**OBJECTIVES:**
A. Print the records from the line containing "Where can the white wall" through the line containing "pixel 370 512", inclusive, copying each line word for word.
B. Carry on the ITSM data preprocessing notebook from its last line.

## Preprocessing ITSM Data
The purpose of this notebook is to prepare the data in a format suitable for machine learning. The dataset consists of a few numerical and many categorical attributes. The numerical attributes are discretized. The embedding for the categorical values is developed similar to developing embeddings for words in NLP (see https://pytorch.org/tutorials/beginner/nlp/word_embeddings_tutorial.html). Each categorical value is mapped to a unique integer. The encoded data that is presented to the embedding layer is a sequence of integers, with each integer corresponding to a word, This notebook performs this mapping. It also encodes unknown values to a 'UNKNOWN' category.

In [None]:
import pandas as pd
fp = "./data/incident_event_log.csv"
df = pd.read_csv(fp)
df['reassigned'] = df['reassigned'] = df['reassignment_count'].apply(lambda x: 0 if x == 0 else 1)

## Discretize the numerical attributes

In [None]:
numeric = ['sys_mod_count', 'reopen_count']
dfn = df[numeric]
dcols = []
for col in numeric:
    dlabel = 'D_' + col
    labels = [dlabel +'_' + str(c) for c in range(5)]
    dcols.append(dlabel)
    dfn[dlabel] = pd.qcut(dfn[col].rank(method='first'),5, labels = labels, duplicates = 'drop')
    

In [None]:
dfn.head()

## Isolate the attributes used for the analysis 
1. Remove the timestamp attributes
2. Remove the numeric attributes. The discretized version of these attributes is added subsequently

In [None]:
attributes = df.columns.tolist()
remove = [ 'made_sla', 'opened_at', 'resolved_at','sys_created_at', 'caller_id', 'closed_at',\
          'notify', 'sys_updated_by','sys_created_by', 'number', 'sys_updated_at', 'reassigned' ]
exclude = remove + numeric
keep = list(set(attributes) - set(exclude)) 
keep

In [None]:
df_cat_vars = df[keep]
df_cat_vars = df_cat_vars.replace(to_replace = '?', value = 'UNKNOWN')
df_cat_vars =  pd.concat([df_cat_vars, dfn[dcols]], axis = 1)
df['made_sla'] = df['made_sla'].map({True: 1, False: 0})

df = df.reset_index()

In [None]:
df['reassigned'].value_counts()

In [None]:
cols = df_cat_vars.columns.tolist()
vocab_size = 0
for c in cols:
    print("Num unique vals for category " + str(c) + " = " + str(df_cat_vars[c].nunique()))
    vocab_size += df_cat_vars[c].nunique()
print("Vocab size: %s" % vocab_size)

## Recode the categorical values to integers

In [None]:
UNKNOWN_VAL = 1
cat_cols = df_cat_vars.columns.tolist()

**INPUT DATA:**
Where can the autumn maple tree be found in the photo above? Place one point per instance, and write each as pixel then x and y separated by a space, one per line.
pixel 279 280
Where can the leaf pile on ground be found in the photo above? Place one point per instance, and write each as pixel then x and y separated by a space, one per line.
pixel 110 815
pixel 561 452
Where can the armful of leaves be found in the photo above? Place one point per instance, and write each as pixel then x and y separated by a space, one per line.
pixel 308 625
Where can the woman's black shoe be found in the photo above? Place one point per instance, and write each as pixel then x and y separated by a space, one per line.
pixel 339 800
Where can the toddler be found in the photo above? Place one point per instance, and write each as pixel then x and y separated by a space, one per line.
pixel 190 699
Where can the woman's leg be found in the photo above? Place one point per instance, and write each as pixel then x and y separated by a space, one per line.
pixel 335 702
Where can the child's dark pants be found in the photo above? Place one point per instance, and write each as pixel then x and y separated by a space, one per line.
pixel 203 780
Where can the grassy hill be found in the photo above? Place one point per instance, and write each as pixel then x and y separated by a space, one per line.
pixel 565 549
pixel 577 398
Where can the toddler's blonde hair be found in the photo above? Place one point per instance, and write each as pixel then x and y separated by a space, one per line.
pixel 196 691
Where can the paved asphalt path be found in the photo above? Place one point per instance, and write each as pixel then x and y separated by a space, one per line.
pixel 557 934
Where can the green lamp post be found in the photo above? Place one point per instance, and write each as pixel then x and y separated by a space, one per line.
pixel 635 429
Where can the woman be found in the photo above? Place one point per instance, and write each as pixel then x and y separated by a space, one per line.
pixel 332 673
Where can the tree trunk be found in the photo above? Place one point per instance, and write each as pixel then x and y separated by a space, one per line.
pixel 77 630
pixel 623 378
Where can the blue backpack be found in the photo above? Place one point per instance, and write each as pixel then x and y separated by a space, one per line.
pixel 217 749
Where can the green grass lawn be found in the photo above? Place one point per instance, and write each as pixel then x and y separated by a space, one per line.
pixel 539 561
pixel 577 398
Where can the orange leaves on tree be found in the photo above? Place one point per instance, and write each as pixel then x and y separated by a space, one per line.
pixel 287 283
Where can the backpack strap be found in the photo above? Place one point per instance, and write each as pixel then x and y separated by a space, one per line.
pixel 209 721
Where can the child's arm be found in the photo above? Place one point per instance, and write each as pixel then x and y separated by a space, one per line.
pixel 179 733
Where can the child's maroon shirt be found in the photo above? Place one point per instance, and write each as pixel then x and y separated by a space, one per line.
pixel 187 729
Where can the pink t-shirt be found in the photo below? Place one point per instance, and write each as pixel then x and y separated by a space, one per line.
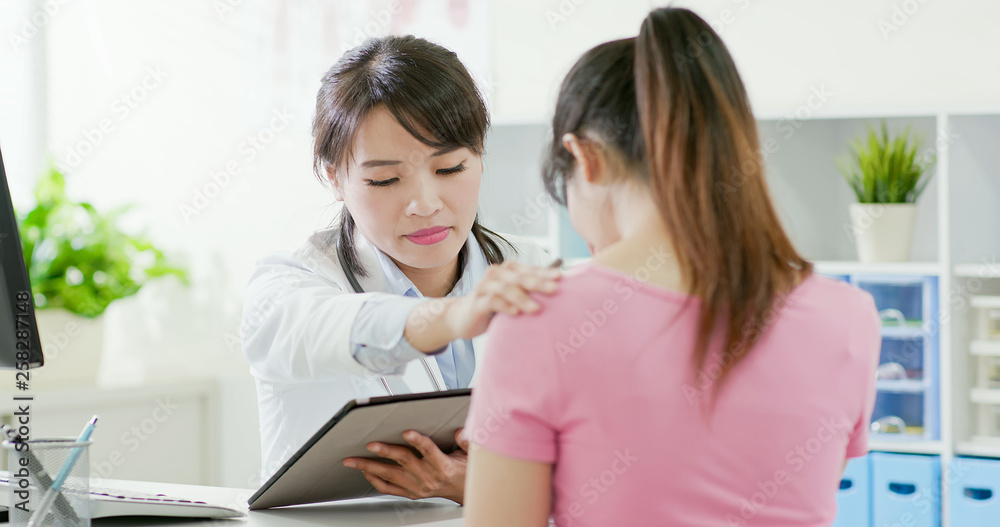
pixel 601 384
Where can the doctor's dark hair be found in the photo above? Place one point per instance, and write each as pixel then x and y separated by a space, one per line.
pixel 429 93
pixel 669 106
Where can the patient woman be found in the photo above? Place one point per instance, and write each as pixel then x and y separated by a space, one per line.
pixel 695 372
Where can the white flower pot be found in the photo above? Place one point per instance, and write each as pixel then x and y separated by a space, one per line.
pixel 71 345
pixel 883 232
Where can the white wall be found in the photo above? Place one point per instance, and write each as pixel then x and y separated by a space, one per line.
pixel 872 55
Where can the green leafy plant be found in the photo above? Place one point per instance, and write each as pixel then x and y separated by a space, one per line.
pixel 78 258
pixel 887 170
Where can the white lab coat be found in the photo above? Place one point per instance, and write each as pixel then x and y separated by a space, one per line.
pixel 296 330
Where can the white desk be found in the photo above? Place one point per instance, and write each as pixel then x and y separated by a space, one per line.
pixel 370 512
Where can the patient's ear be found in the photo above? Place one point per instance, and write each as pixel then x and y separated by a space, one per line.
pixel 331 175
pixel 589 157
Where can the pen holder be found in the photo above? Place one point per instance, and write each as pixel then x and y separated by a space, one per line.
pixel 34 466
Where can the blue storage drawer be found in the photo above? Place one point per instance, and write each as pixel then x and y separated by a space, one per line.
pixel 909 298
pixel 906 353
pixel 906 490
pixel 909 407
pixel 854 503
pixel 973 492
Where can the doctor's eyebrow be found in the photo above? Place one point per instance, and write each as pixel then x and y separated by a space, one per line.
pixel 372 163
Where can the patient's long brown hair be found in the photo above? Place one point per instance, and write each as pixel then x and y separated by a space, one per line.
pixel 672 106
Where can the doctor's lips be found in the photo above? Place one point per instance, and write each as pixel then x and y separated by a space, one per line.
pixel 429 236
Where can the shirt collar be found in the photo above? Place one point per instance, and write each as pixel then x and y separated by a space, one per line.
pixel 475 267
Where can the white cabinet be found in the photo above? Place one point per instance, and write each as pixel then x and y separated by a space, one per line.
pixel 163 433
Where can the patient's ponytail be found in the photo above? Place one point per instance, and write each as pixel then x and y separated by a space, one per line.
pixel 704 166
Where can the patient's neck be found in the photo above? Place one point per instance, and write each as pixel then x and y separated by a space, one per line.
pixel 643 248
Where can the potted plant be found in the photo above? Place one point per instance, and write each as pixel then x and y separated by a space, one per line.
pixel 79 261
pixel 887 174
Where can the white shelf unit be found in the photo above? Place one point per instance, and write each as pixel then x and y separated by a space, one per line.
pixel 956 239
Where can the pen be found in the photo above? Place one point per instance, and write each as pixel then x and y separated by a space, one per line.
pixel 35 466
pixel 50 495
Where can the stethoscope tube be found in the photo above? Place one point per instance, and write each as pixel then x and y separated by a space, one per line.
pixel 351 279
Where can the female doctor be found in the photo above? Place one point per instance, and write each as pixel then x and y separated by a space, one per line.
pixel 396 296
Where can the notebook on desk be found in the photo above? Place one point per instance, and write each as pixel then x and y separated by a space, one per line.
pixel 110 502
pixel 315 473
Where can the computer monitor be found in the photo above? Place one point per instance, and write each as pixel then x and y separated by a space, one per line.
pixel 20 347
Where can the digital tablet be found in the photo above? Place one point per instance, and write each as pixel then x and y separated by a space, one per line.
pixel 316 472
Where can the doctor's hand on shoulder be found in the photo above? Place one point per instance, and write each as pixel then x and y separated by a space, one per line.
pixel 422 470
pixel 503 289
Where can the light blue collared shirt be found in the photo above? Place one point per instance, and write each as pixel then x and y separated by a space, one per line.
pixel 377 340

**PER-TASK ANSWERS:**
A.
Where can the white wall be found in the photo above? Place one point per instance, and write each as pixel then x and y separated by a space, one per line.
pixel 872 55
Where can the green leafy plant be found in the photo above? Place one point per instance, and write each as pixel then x and y separated by a space, one per line.
pixel 78 258
pixel 887 170
Where can the white lab coat be found in the photo above? Place one point per instance, and write each as pixel then x and y separated by a space, one per line.
pixel 296 330
Where can the white desk be found in the photo above? Place one point per instance, and write each as pixel then x and y separated by a space, one per line.
pixel 370 512

B.
cat_int_map = {col: dict() for col in cat_cols}
int_index = 2
for c in cat_cols:
    unique_col_values = df_cat_vars[c].unique().tolist()
    col_int_map = cat_int_map[c]
    for uv in unique_col_values:
        if uv == 'UNKNOWN':
            col_int_map[uv] = UNKNOWN_VAL
        else:
            col_int_map[uv] = int_index
            int_index +=1
    df_cat_vars[c] = df_cat_vars[c].map(cat_int_map[c])    

In [None]:
combined_cat_int_map = dict()
for col in cat_int_map.keys():
    for cat_val, int_map in cat_int_map[col].items():
        combined_cat_int_map[cat_val] = int_map
    

## Write preprocessed raw data to disk

In [None]:
fp_cat_int_map = "./data/category_to_integer_map.csv"
df_map = pd.DataFrame(combined_cat_int_map, index = [0])
df_map = df_map.T
df_map = df_map.reset_index()
df_map.columns = ["cat_value", "assigned_integer"]
df_map.to_csv(fp_cat_int_map, index = False)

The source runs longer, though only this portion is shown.